Direction:
Extract every line of the listing below that contains the word "shirt", and copy each such line in full.
--- start of Recorded data ---
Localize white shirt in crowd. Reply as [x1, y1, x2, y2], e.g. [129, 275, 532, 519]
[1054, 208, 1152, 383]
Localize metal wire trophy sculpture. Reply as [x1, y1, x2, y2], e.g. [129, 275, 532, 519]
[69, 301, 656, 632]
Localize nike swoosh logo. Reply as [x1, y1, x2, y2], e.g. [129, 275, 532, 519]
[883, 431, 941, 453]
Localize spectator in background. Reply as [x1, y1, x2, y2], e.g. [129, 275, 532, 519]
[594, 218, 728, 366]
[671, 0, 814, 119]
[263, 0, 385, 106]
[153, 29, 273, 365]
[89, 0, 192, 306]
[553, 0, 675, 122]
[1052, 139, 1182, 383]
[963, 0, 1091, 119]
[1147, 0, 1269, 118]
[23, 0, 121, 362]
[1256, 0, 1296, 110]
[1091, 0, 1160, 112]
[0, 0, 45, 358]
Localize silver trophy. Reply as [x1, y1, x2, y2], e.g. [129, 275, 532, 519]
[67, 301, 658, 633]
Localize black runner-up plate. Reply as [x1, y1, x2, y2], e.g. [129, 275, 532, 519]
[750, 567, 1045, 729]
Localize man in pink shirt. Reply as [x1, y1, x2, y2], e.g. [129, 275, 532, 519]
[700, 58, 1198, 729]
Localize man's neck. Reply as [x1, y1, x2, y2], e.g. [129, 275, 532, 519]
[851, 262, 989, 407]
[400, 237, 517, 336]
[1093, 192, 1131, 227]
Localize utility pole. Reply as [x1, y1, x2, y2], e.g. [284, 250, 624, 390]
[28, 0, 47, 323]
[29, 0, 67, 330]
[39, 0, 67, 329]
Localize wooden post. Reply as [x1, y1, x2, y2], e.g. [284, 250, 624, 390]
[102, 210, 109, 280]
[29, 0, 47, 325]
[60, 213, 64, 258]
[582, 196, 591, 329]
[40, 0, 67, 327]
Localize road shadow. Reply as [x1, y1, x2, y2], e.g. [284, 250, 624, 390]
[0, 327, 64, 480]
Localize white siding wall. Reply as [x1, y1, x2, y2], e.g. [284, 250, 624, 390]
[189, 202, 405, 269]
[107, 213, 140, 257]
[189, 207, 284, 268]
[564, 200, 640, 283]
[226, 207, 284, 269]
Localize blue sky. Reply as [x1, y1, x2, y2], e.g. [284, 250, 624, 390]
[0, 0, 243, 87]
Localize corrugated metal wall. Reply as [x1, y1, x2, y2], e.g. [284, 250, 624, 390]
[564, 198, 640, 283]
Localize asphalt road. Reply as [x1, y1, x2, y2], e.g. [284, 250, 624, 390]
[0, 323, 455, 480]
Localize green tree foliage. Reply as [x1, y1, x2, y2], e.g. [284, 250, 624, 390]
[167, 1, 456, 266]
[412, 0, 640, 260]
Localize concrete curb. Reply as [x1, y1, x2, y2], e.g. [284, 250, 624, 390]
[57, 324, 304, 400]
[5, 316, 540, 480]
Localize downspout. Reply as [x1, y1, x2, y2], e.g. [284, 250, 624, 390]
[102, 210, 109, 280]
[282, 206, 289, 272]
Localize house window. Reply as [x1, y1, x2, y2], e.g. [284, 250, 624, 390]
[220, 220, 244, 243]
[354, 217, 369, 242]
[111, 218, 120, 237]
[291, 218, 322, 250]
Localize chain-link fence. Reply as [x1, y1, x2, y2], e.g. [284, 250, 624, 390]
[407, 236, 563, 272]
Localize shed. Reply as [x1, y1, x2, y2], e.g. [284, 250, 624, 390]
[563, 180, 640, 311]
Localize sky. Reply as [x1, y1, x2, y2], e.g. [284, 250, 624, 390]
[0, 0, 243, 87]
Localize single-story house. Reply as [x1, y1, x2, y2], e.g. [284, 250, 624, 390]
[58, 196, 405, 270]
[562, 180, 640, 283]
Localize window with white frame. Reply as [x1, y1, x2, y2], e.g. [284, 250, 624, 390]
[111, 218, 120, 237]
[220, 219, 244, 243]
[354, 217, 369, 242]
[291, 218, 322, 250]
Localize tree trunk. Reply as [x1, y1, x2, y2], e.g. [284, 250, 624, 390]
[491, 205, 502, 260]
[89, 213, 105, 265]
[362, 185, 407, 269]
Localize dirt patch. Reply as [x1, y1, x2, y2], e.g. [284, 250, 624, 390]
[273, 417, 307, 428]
--- end of Recorded data ---
Answer to the task:
Localize white shirt in crowd. Reply as [x1, y1, x2, y2], e.g. [129, 275, 532, 519]
Localize man in pink shirt. Reply as [x1, y1, x2, y2], e.g. [129, 275, 532, 519]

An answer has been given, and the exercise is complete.